### [TASK DETAILS]
For the records that follow, please set down exactly the lines between the one holding "Where can the blue" and the one holding "column 552, row 450", inclusive, and only those.

### [RECORDS SUPPLIED]

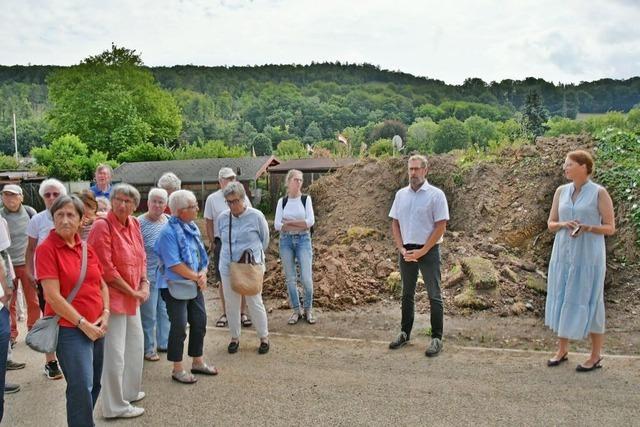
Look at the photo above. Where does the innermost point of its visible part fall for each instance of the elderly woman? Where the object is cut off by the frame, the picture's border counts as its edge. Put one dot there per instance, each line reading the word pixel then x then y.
pixel 155 321
pixel 249 232
pixel 581 215
pixel 83 321
pixel 38 230
pixel 90 213
pixel 118 243
pixel 294 219
pixel 184 260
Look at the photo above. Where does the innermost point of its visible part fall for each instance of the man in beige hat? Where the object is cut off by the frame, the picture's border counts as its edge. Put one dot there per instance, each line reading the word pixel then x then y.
pixel 17 216
pixel 213 207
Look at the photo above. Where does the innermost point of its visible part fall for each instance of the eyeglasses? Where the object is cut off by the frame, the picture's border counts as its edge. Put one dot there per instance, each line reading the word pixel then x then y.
pixel 123 201
pixel 233 202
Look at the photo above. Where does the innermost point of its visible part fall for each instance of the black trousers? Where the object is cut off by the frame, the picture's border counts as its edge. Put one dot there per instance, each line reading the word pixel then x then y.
pixel 429 265
pixel 180 312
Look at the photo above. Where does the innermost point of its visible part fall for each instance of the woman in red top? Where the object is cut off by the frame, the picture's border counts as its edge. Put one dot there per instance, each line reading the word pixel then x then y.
pixel 119 245
pixel 83 322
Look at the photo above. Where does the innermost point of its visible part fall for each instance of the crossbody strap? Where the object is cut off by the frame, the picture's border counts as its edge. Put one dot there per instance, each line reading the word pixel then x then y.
pixel 83 274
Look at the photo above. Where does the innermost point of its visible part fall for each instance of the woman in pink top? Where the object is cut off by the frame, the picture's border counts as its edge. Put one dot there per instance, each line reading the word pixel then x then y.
pixel 119 245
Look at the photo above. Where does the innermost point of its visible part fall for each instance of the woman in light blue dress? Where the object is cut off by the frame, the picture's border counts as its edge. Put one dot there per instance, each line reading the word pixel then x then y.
pixel 581 215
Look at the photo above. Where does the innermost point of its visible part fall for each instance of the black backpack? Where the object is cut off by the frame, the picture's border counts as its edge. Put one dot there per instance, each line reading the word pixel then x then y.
pixel 285 199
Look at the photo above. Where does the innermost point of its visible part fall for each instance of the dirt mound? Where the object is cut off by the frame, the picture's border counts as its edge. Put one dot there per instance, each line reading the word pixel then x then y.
pixel 498 209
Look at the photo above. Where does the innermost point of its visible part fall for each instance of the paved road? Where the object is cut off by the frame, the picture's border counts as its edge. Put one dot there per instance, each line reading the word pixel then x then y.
pixel 314 380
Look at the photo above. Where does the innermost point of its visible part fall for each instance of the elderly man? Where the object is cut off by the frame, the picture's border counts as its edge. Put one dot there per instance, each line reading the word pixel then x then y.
pixel 102 187
pixel 214 206
pixel 420 214
pixel 18 216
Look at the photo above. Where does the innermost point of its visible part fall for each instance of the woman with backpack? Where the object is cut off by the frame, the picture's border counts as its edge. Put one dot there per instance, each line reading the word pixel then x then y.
pixel 294 220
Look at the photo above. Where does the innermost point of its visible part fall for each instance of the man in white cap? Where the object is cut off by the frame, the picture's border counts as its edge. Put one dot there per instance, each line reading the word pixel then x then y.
pixel 17 216
pixel 214 206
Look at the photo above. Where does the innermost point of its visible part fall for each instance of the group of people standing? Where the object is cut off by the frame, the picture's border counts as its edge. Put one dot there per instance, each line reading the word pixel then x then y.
pixel 126 288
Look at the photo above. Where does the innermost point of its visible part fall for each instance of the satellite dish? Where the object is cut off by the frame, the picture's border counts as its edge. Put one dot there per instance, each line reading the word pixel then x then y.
pixel 397 142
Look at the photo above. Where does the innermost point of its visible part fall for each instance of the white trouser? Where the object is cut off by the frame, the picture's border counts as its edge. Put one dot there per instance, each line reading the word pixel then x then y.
pixel 232 301
pixel 123 361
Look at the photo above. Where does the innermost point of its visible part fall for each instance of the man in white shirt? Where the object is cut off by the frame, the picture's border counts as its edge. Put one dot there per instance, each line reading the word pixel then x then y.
pixel 420 214
pixel 214 206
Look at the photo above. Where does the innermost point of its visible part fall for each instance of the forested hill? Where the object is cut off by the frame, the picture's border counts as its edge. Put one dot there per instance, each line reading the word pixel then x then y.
pixel 335 79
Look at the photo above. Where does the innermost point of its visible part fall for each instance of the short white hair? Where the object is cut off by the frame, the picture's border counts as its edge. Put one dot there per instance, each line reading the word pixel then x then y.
pixel 180 199
pixel 169 181
pixel 52 182
pixel 158 192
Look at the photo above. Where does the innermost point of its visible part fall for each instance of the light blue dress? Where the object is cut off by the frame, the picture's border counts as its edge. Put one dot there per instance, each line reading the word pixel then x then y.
pixel 575 287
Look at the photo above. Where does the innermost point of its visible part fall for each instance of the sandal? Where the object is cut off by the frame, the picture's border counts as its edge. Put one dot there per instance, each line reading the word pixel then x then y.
pixel 222 321
pixel 152 357
pixel 184 377
pixel 244 319
pixel 204 369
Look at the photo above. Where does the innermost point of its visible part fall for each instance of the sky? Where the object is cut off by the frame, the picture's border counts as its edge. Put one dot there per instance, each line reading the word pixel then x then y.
pixel 561 40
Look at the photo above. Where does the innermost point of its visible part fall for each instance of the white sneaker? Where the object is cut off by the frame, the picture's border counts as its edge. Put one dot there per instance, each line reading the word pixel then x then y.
pixel 132 413
pixel 141 395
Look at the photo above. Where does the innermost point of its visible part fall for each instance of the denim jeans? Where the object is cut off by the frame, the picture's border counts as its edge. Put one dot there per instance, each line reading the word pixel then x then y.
pixel 155 322
pixel 429 265
pixel 180 312
pixel 5 332
pixel 81 362
pixel 297 247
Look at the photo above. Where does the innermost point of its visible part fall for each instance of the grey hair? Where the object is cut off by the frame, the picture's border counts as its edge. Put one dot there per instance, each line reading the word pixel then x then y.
pixel 291 173
pixel 64 200
pixel 105 166
pixel 169 181
pixel 179 200
pixel 234 188
pixel 421 158
pixel 126 190
pixel 52 182
pixel 158 192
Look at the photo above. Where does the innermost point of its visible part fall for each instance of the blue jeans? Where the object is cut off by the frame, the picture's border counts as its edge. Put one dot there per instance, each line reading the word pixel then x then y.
pixel 154 319
pixel 5 332
pixel 297 247
pixel 81 363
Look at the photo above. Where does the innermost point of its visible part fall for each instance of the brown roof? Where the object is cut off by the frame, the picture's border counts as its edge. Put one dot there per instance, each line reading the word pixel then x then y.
pixel 312 165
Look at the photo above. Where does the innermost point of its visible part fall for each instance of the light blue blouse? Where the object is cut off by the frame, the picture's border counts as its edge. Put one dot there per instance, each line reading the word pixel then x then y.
pixel 249 231
pixel 166 247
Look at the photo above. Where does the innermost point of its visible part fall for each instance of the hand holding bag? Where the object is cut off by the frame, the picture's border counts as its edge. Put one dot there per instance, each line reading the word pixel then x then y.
pixel 43 336
pixel 246 275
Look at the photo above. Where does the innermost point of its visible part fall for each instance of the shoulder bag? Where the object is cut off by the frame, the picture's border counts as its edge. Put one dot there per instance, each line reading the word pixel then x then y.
pixel 43 336
pixel 246 275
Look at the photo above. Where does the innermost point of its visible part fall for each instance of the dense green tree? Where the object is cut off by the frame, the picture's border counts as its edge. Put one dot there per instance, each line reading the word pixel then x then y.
pixel 450 135
pixel 480 130
pixel 145 152
pixel 68 159
pixel 262 145
pixel 421 136
pixel 534 114
pixel 291 149
pixel 209 150
pixel 381 148
pixel 111 102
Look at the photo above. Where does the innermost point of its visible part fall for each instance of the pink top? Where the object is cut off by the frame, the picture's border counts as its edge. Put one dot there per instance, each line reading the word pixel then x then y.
pixel 120 249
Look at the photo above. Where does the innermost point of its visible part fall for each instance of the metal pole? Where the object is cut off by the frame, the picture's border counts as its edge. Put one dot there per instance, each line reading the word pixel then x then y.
pixel 15 135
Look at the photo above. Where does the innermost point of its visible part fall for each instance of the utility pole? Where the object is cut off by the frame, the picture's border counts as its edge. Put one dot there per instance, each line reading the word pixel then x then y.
pixel 15 135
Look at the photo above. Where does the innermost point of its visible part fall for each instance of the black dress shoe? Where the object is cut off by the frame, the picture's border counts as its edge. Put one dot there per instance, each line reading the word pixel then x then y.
pixel 597 365
pixel 233 347
pixel 556 362
pixel 264 348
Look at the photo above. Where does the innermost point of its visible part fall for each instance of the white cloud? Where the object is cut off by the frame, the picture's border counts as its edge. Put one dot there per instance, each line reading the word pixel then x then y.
pixel 559 41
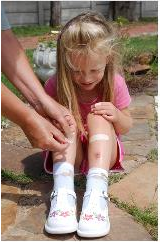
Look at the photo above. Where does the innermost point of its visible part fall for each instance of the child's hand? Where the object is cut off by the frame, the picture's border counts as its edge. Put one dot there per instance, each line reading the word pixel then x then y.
pixel 107 110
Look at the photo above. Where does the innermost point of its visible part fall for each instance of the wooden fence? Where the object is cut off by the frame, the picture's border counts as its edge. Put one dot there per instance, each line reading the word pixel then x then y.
pixel 38 12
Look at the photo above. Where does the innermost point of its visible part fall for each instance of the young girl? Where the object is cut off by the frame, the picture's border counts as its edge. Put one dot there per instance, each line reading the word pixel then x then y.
pixel 89 84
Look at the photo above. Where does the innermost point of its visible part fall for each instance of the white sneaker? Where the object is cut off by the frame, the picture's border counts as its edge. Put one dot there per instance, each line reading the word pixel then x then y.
pixel 62 216
pixel 94 220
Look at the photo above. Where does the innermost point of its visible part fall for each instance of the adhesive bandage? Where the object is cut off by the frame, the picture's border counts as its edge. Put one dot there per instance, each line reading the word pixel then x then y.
pixel 97 137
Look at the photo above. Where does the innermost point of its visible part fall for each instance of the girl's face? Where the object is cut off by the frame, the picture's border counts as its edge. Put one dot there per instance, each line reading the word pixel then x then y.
pixel 88 70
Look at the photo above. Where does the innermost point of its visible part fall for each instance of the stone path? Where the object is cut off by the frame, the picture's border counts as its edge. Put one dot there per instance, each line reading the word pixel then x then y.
pixel 24 209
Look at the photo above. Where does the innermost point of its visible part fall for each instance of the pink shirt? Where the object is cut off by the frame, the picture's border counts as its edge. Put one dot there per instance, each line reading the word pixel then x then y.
pixel 121 93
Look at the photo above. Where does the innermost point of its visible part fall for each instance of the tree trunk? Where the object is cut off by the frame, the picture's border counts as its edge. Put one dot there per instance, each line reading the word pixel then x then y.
pixel 125 9
pixel 55 18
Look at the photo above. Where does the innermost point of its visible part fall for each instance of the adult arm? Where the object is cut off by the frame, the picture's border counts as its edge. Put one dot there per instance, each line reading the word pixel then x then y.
pixel 16 67
pixel 40 132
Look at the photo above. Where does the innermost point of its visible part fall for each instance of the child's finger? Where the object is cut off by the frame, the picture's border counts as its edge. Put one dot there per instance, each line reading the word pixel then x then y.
pixel 108 118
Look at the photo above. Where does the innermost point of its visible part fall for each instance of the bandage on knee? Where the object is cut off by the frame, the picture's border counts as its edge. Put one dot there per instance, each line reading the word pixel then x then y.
pixel 98 137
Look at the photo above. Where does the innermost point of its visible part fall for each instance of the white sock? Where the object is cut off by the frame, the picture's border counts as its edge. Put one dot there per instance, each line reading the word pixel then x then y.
pixel 97 179
pixel 63 175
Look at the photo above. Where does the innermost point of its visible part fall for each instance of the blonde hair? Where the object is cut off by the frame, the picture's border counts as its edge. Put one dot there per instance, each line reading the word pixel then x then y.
pixel 88 32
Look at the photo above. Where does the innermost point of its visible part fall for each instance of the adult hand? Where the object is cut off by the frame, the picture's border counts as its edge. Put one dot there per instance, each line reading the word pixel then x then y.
pixel 42 134
pixel 107 110
pixel 58 115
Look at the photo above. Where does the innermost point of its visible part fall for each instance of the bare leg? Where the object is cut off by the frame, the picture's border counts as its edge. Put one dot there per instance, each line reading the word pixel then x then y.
pixel 69 155
pixel 101 153
pixel 101 156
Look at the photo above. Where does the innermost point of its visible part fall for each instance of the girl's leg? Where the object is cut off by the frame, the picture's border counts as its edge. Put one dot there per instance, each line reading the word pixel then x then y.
pixel 102 153
pixel 62 215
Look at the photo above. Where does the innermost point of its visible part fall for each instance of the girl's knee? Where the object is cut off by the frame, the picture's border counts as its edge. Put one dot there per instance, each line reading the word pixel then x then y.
pixel 97 120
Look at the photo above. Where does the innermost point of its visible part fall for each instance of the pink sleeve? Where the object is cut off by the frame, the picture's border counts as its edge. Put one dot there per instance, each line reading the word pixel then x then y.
pixel 122 97
pixel 51 87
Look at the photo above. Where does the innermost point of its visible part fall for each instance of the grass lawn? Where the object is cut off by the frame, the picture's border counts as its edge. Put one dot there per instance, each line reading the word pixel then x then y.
pixel 132 47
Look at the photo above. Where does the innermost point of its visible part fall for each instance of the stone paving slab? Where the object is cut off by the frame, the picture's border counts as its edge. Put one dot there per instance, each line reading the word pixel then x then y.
pixel 28 224
pixel 138 188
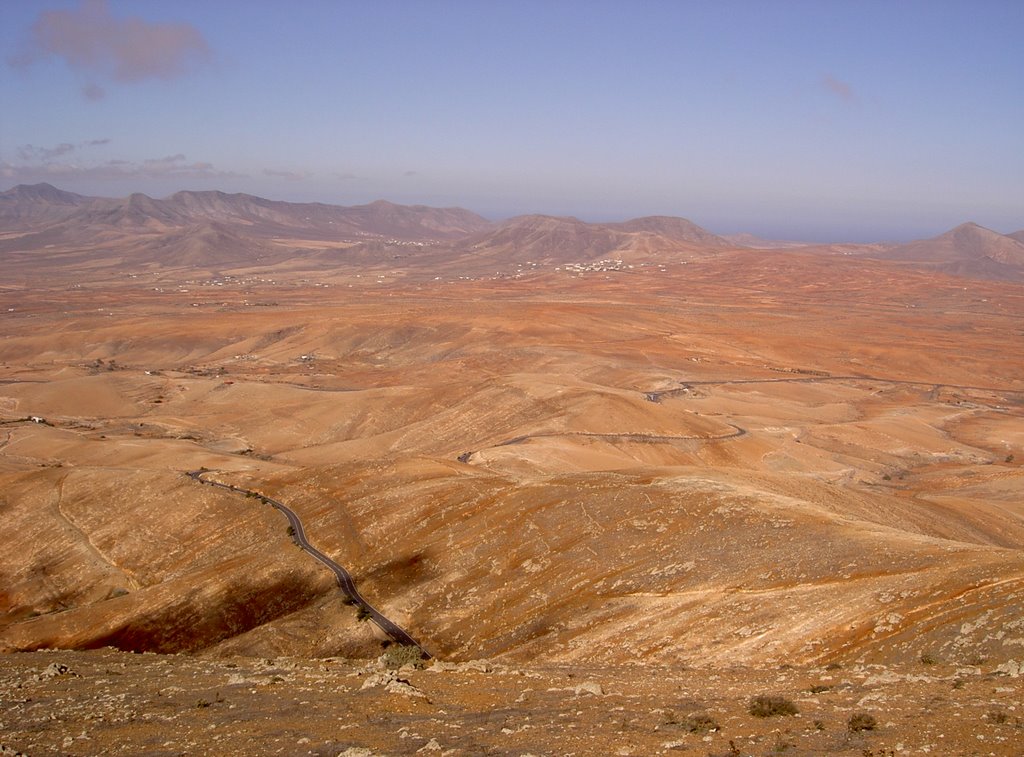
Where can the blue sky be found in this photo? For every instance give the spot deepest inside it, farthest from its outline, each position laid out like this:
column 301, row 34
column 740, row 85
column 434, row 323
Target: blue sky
column 821, row 120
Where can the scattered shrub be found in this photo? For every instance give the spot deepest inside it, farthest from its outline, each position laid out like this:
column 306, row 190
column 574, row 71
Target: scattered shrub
column 398, row 655
column 861, row 721
column 699, row 723
column 764, row 707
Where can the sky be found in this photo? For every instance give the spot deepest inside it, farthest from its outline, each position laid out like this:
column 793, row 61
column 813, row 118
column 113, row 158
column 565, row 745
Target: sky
column 820, row 121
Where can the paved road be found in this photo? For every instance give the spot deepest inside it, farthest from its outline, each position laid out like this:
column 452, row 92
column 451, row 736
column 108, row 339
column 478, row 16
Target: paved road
column 344, row 578
column 656, row 396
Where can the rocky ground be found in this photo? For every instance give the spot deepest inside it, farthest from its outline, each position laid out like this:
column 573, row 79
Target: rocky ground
column 109, row 702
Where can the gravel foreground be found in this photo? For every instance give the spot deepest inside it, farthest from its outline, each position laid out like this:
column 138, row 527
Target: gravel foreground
column 109, row 702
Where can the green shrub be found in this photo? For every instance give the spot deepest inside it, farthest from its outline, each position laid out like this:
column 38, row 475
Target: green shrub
column 861, row 721
column 764, row 707
column 398, row 655
column 699, row 723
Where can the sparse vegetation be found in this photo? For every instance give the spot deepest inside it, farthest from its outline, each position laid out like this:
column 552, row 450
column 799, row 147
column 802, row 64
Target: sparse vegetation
column 699, row 723
column 860, row 721
column 397, row 656
column 767, row 706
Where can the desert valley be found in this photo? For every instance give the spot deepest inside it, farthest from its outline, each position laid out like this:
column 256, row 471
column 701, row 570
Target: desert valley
column 616, row 479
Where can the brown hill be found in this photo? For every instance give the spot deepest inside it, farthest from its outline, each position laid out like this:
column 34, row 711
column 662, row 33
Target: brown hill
column 966, row 250
column 29, row 204
column 200, row 228
column 544, row 239
column 679, row 229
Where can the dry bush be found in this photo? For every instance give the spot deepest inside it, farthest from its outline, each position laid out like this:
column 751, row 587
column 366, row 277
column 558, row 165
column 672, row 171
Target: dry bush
column 766, row 707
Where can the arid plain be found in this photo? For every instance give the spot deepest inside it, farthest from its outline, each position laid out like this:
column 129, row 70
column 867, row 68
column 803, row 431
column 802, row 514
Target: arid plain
column 682, row 468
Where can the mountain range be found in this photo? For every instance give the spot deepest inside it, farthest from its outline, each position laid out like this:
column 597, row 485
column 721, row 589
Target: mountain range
column 214, row 228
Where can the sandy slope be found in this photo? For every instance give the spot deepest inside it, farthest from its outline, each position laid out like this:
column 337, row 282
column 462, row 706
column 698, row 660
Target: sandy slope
column 742, row 460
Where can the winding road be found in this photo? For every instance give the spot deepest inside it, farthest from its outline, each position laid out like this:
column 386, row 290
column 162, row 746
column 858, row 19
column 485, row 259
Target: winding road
column 395, row 632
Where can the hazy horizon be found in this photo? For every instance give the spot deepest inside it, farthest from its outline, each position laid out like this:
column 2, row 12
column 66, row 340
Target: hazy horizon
column 858, row 122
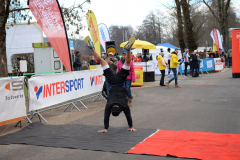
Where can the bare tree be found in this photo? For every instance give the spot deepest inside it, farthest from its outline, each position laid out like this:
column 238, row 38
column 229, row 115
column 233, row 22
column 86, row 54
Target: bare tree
column 221, row 15
column 180, row 26
column 116, row 34
column 188, row 25
column 13, row 11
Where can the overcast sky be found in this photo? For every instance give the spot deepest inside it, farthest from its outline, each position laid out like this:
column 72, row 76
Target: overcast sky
column 124, row 12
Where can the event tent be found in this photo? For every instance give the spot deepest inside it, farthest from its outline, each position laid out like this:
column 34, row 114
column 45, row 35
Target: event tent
column 168, row 45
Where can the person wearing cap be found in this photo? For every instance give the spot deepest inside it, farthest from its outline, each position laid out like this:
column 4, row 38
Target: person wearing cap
column 130, row 77
column 77, row 63
column 162, row 67
column 117, row 101
column 185, row 56
column 169, row 59
column 174, row 64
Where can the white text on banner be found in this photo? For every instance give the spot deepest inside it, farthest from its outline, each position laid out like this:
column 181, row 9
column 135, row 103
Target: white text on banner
column 52, row 89
column 218, row 64
column 12, row 100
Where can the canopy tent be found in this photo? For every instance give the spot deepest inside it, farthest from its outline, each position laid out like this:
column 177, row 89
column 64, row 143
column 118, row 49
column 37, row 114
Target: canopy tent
column 140, row 44
column 168, row 45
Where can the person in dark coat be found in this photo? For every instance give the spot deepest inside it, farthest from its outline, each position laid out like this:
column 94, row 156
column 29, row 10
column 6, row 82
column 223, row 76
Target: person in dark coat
column 117, row 101
column 92, row 61
column 194, row 62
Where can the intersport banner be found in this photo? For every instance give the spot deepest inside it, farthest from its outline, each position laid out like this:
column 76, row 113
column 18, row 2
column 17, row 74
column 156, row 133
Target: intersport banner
column 48, row 15
column 93, row 30
column 218, row 64
column 216, row 36
column 104, row 35
column 48, row 90
column 12, row 100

### [ANSWER AREA]
Where can the blue sky be found in this photo? For every instance give the spot deepest inside it, farthest from its outline, each position laid out like this:
column 301, row 34
column 740, row 85
column 434, row 323
Target: blue sky
column 821, row 120
Where can the scattered shrub be found in this photo? For every instance give the spot deepest inside it, farthest from its outline, each position laid out like this:
column 306, row 190
column 574, row 71
Target: scattered shrub
column 398, row 655
column 861, row 721
column 699, row 723
column 764, row 707
Where can the sky be found in this photo? For every instance give the spot deepest inside it, farthest from its outline, each position laid out like this:
column 793, row 61
column 813, row 118
column 113, row 158
column 565, row 745
Target: sky
column 820, row 121
Where can the paved road be found in this photo? For every instance give the spot deepest inside it, farthest from its outline, each position laid out like this:
column 452, row 92
column 451, row 736
column 108, row 339
column 478, row 16
Target: paved road
column 344, row 578
column 656, row 396
Where can the rocky ground be found in this photo? For every instance give the spot deepest inside it, farthest from its outline, each position laid out like this:
column 573, row 79
Target: rocky ground
column 109, row 702
Where can the gravel foreground be found in this photo? For every instance give the spot deepest inside it, farthest from its outline, each position laid out like this:
column 138, row 527
Target: gravel foreground
column 109, row 702
Where can the green shrub be found in this photo? For every instance give the spot deepest inside it, farthest from its outline, each position laid out like this:
column 38, row 475
Target: green shrub
column 861, row 721
column 764, row 707
column 398, row 655
column 699, row 723
Where can the sparse vegetation be found in this photo? For every instance give the spot deepest inside it, farthest from its outline, each position laid out like this:
column 552, row 450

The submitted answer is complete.